***** Entries provided

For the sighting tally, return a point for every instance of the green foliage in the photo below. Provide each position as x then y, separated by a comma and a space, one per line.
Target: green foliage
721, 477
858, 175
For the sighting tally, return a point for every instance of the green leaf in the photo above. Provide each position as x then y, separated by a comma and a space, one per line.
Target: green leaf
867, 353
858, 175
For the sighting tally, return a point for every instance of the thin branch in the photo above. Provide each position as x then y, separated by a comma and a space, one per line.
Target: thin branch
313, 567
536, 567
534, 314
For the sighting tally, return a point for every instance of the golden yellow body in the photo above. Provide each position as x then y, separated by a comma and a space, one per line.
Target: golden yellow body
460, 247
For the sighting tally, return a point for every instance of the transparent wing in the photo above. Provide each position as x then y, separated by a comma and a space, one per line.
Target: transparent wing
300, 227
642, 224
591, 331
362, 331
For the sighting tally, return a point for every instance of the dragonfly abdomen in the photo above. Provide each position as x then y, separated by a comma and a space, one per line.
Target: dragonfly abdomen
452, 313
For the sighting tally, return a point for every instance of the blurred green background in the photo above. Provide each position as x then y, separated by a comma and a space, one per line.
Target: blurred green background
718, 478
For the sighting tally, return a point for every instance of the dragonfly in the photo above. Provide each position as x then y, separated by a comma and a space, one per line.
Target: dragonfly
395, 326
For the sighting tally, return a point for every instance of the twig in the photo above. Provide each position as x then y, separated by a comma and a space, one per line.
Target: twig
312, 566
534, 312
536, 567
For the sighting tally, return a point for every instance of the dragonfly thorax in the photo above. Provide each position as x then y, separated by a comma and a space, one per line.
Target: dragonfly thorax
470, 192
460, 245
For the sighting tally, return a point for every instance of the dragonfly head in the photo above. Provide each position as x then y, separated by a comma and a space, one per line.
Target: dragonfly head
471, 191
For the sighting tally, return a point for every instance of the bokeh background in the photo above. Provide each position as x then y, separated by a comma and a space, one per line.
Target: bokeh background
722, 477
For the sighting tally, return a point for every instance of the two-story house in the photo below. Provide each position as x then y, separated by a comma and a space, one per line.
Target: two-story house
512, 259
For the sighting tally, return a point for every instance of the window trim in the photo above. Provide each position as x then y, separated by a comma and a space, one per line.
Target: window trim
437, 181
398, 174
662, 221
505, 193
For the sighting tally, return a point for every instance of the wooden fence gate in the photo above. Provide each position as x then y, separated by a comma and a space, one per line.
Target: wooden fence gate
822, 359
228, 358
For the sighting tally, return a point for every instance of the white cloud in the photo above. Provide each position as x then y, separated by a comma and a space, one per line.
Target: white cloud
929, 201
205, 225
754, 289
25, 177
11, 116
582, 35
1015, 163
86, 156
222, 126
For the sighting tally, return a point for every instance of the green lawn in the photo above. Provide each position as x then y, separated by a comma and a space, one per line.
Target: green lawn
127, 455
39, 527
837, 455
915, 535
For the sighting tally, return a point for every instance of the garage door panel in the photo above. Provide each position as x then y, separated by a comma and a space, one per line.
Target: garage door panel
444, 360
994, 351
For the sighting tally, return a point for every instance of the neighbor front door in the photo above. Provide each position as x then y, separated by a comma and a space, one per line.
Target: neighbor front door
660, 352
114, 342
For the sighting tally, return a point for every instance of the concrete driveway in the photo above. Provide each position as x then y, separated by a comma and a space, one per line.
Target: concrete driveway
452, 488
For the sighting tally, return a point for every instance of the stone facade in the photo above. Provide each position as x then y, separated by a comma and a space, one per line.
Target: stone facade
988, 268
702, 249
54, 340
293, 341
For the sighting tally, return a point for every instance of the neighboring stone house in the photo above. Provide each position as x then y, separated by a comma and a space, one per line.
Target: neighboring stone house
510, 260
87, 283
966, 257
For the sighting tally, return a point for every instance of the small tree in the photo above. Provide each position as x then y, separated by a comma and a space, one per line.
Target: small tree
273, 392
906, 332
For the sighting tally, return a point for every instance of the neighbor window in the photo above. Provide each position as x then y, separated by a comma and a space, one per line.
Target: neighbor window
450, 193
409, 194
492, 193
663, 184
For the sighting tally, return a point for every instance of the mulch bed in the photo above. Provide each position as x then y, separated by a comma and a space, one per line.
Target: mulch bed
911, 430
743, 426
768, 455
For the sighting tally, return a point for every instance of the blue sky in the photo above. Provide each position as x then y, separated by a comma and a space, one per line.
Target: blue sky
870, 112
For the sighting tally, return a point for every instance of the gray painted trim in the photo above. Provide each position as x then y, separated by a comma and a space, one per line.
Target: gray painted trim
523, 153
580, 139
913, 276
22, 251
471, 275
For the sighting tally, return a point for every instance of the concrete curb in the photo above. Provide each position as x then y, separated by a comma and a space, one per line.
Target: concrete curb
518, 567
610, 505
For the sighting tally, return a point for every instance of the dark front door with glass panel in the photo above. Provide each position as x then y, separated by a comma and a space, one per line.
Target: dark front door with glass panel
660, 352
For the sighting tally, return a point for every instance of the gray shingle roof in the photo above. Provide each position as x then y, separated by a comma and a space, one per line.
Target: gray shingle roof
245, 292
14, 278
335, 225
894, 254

**********

- Problem
Everything from the line containing "of the neighboring" to the end of the records must be written out exactly; include both of those lines and no others.

- Solution to this task
For the sighting tally, return a point for every instance of the neighboring stone house in the photo above. Provide each position as x then y, separated by a comma and a space, one per line.
Target: neighboring stone house
510, 260
87, 283
966, 257
For the sighting tally, return a point for every instance of the small tree in the photo above. Provide each position as x then y, separated by a comma and a space, one per line.
Target: small tree
273, 392
906, 332
For the sighting tally, return a point for every instance of the neighbor window in the photo above. Provide each position as x then y, separated by a comma and a space, one per line.
Target: neighbor window
450, 193
409, 194
492, 193
663, 184
For the sighting tally, return a point for every instance of the mulch bed in the photo above. Provide each position as x then y, separated by a comma and a space, one per line.
Target: mulch bed
911, 430
743, 426
768, 455
For the sighting tally, return a point for every instance of the blue sky in the photo above. Provide each position as x then y, separated by a comma and a space, one per line.
Target: blue sky
870, 112
For the sighting tally, return a point for every instance of the gray painted trim in the photo above. Provide each position as x then y, separated by a comma and a space, one per line.
Target: gray painted trim
523, 153
580, 139
913, 276
22, 251
471, 275
For the sighting tally, return a point for every instance of the concrete curb in the photo above. Provide each position as x then y, separated by a comma and a space, one per line.
Target: concrete curb
518, 567
610, 505
For the sighting tally, return a point for every instance of the dark front door with glass panel in the photo above. Provide each position as x then y, separated by a comma and a space, one per line.
Target: dark front door with glass panel
660, 352
For the sighting tally, return a point for every instance of the gray shingle roof in the photo above. Provide each position as x then y, separated by a comma and a space, one per line.
Target: gray shingle roof
245, 292
14, 278
335, 225
894, 254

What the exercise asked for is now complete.